Begin DATA SECTION
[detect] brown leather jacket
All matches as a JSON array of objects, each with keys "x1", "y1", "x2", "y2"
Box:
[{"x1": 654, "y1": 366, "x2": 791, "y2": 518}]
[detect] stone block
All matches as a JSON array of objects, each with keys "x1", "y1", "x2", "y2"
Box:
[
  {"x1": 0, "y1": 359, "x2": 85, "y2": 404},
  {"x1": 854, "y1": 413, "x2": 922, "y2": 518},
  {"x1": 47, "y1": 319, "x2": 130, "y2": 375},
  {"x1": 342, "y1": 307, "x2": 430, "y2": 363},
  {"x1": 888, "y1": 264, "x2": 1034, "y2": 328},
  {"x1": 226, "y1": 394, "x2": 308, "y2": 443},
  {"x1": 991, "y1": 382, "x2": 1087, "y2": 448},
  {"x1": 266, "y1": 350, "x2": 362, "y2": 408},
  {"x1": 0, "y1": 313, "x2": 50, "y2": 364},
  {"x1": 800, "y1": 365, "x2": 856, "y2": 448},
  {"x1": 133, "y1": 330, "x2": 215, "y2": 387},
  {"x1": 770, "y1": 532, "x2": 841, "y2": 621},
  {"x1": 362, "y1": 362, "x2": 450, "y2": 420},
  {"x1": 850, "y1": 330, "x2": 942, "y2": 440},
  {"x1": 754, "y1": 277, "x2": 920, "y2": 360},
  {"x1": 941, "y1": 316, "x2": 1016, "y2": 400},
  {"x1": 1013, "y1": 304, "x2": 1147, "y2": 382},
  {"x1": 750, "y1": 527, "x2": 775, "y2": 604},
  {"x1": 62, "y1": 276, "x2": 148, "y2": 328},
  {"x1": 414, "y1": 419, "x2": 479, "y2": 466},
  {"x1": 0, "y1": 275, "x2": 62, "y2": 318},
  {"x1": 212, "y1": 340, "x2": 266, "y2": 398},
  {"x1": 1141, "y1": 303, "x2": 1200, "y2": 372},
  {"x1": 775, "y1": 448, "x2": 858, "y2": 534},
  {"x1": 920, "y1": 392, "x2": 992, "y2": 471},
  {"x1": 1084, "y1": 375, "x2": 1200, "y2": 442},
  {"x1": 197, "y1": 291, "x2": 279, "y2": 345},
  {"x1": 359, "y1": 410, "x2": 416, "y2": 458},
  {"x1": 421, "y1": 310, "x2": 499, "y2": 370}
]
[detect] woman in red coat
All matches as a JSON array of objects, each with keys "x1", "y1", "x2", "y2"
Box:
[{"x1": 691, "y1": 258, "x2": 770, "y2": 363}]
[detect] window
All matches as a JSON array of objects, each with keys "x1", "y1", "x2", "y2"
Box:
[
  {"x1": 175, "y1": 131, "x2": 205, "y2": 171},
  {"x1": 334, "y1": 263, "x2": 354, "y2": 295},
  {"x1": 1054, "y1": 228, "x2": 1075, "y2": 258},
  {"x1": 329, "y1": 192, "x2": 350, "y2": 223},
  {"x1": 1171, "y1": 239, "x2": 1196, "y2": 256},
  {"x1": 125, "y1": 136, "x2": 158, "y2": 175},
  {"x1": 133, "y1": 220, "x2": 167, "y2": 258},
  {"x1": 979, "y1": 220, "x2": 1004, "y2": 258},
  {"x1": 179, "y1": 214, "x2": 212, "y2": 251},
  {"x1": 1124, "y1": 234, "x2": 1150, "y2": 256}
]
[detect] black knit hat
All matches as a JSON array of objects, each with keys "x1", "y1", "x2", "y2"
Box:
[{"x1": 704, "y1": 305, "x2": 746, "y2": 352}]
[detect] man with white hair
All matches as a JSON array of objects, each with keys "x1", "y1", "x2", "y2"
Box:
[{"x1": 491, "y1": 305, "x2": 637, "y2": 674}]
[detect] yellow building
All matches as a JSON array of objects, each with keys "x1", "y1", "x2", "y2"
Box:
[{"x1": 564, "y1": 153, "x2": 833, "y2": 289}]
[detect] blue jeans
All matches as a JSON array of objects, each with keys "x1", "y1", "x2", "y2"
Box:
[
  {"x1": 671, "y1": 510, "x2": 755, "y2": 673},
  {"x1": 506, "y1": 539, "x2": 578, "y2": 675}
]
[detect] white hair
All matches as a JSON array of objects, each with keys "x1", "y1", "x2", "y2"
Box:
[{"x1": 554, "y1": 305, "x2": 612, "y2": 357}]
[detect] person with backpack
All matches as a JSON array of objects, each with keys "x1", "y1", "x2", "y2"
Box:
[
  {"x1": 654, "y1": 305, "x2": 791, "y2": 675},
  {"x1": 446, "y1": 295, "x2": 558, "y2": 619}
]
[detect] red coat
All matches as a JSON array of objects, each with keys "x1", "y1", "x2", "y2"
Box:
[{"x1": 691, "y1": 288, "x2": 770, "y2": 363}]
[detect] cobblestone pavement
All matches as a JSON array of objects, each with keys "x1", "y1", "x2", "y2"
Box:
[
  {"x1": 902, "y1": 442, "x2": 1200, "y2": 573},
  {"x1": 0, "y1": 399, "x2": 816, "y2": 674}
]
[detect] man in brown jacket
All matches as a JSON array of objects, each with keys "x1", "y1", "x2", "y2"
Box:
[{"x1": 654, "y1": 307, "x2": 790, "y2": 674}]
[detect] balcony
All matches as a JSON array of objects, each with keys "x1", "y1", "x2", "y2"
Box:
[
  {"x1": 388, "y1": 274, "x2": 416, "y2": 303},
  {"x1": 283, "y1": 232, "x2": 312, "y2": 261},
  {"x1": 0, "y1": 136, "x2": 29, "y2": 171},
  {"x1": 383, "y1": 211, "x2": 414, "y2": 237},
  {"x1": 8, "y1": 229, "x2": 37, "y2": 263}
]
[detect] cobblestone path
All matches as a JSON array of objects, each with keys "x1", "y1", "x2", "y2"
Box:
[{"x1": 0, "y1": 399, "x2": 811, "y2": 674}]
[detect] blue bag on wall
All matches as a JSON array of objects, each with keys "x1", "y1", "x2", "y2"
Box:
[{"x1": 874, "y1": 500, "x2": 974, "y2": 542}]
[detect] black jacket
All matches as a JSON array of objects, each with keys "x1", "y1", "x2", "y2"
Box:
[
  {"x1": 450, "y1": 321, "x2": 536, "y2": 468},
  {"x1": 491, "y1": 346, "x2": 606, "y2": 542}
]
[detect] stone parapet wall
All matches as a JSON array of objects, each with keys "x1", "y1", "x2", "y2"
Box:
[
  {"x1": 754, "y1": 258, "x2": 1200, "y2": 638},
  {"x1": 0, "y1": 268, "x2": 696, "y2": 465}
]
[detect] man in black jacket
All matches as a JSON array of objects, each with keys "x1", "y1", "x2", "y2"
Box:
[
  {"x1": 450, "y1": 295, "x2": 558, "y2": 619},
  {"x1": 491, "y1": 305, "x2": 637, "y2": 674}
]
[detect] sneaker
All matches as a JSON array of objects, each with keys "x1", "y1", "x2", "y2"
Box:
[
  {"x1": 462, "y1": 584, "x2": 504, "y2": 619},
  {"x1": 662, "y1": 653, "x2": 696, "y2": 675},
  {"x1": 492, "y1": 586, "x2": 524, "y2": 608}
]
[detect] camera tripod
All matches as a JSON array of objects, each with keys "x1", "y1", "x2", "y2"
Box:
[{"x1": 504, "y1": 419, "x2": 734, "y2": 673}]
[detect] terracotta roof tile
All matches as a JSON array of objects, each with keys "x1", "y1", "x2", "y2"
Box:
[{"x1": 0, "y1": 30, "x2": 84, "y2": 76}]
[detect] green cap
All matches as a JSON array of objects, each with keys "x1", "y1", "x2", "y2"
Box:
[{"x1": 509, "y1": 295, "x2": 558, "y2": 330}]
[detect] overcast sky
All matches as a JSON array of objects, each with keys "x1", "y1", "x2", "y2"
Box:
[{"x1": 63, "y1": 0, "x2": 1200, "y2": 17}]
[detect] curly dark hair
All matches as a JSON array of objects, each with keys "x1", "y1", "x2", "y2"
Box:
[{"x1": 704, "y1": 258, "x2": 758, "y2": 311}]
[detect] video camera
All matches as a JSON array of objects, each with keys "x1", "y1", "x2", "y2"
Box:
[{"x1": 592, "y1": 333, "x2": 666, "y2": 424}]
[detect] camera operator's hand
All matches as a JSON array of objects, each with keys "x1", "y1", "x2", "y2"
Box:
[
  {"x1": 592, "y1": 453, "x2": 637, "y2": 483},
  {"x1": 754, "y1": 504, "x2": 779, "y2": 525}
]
End DATA SECTION
▸ **WHAT THE EXERCISE ASKS**: Render everything from the line containing "[detect] camera operator's hand" down to the final line above as a numbered list, leaving out any blank lines.

▸ **SOLUTION**:
1. [detect] camera operator's hand
2. All matches as a JSON array of objects, each with keys "x1", "y1", "x2", "y2"
3. Box:
4. [
5.   {"x1": 592, "y1": 453, "x2": 637, "y2": 483},
6.   {"x1": 754, "y1": 504, "x2": 779, "y2": 525}
7. ]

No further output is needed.